== Problem statement ==
Every line below that includes "opening" counts toward the total. Report that total alone.

== Working data ==
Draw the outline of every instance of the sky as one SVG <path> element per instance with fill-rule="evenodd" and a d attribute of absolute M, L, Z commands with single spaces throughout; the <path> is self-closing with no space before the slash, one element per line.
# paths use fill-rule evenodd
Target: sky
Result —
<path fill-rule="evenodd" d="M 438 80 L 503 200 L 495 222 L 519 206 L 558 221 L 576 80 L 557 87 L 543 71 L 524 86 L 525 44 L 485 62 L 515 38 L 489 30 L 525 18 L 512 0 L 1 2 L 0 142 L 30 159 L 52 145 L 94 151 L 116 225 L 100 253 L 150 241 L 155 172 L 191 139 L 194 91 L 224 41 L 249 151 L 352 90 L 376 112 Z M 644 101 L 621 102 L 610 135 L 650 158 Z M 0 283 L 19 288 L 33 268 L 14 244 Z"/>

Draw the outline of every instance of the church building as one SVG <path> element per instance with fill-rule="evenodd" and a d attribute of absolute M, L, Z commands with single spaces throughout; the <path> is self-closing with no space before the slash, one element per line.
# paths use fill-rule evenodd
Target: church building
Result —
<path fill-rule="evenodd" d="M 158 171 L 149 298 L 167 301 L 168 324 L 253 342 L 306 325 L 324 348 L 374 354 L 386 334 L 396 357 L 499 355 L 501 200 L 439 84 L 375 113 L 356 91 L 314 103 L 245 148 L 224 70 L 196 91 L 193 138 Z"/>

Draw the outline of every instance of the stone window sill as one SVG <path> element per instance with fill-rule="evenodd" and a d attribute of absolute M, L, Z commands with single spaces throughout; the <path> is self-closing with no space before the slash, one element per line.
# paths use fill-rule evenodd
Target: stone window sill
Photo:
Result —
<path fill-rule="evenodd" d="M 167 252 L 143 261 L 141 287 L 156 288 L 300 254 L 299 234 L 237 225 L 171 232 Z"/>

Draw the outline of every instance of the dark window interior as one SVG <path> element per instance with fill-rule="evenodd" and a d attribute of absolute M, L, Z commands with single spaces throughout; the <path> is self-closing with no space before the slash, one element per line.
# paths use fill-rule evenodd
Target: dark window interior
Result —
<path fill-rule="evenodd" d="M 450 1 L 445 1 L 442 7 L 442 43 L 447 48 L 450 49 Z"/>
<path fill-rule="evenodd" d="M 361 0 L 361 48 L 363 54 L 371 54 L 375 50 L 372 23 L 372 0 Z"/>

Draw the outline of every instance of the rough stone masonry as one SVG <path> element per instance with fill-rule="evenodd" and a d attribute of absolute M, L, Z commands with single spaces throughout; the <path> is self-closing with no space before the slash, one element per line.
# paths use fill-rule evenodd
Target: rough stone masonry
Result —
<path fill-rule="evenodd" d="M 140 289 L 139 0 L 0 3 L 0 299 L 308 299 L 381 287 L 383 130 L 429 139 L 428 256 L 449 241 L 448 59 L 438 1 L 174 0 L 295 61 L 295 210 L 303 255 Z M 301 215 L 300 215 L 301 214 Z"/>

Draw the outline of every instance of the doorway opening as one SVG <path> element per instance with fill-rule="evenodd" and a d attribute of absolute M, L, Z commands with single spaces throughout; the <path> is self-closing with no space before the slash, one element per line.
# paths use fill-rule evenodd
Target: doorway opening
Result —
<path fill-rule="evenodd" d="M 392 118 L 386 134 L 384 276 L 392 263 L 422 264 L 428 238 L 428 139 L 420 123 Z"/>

== Output for this exercise ==
2